(Provided text)
Ukraine puts our bank problems into a better perspective
Opinion: Commentators blame EU for Ireland’s ‘austerity’, as if there was some painless option
The arrival of two leading Ukrainian politicians in Dublin to plead with European Union leaders for meaningful action to prevent a Russian takeover of their country put the simultaneous debate about Ireland’s legacy bank debt into perspective. Whatever the outcome of the Government’s effort to secure a more favourable deal on the debt, our problems look like small potatoes compared with those facing Ukraine.
Former Ukrainian prime minister Yulia Tymoshenko and Vitali Klitschko, a leader of the uprising that toppled Viktor Yanukovych from power, were in Dublin for the annual congress of the European People’s Party (EPP) at Convention Centre Dublin, which was attended by an array of EU prime ministers.
The two Ukrainian leaders warned that failure to prevent Russian intervention would have damaging implications for the world. “The imperial ambitions of Russia have to be stopped,” Tymoshenko said.

(Required actions)
A: List every person named in the opinion piece on Ukraine and Ireland's bank debt.
B: According to the opinion piece on Ukraine and Ireland's bank debt, why was the debate about Ireland's legacy bank debt put into perspective?
C: Continue the opinion piece on Ukraine and Ireland's bank debt from where it stops.

(Stored data entries)
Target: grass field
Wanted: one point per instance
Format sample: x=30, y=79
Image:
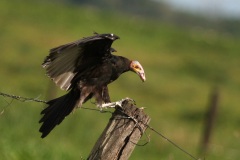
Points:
x=182, y=66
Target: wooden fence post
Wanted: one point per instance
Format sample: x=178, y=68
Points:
x=122, y=133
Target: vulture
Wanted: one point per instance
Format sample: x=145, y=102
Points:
x=84, y=68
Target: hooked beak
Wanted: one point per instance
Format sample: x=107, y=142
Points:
x=136, y=67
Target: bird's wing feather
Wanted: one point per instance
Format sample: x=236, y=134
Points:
x=65, y=61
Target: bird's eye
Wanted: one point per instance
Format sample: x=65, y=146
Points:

(Responses to the tasks)
A: Yulia Tymoshenko, Vitali Klitschko, Viktor Yanukovych

B: Two leading Ukrainian politicians came to Dublin to plead with EU leaders for meaningful action to prevent a Russian takeover of their country. Compared with the problems facing Ukraine, Ireland's debt problems look like small potatoes.

C:
The burning desire of so many Ukrainians to join the EU, or at least move into its orbit and away from Russia, was the key motivating factor that underpinned the eventual change of government in Kiev.
It is so easy for people in this country to take for granted the enormous benefits that go with being a member state of the EU. For a start we are sheltered by geography from the harsh reality endured over the past century by the countries of central Europe that border Russia.
Thirst for freedom and prosperity
We also take for granted the basic democratic institutions, enjoyed by Irish people for generations, so that it is hard to grasp the thirst for freedom and prosperity that motivates people in Ukraine.
Over the past two decades its political leaders, including some of those now restored to power, have failed abjectly to avail of the opportunity that presented itself when the Soviet Union collapsed. Corruption has been an endemic problem in Ukrainian politics, infecting all sides.
The newly installed Ukrainian authorities haven’t exactly covered themselves in glory either by the way in which they have shown disrespect to the country’s substantial Russian-speaking population, providing a pretext for Russian intervention.
It is worth noting that in 1990 the gross domestic product (GDP) of Ukraine was slightly bigger than that of its western neighbour Poland. Ukraine has a population of just under 50 million, whereas Poland has just under 40 million, but the two countries were in a similar position when the Soviet yoke was lifted.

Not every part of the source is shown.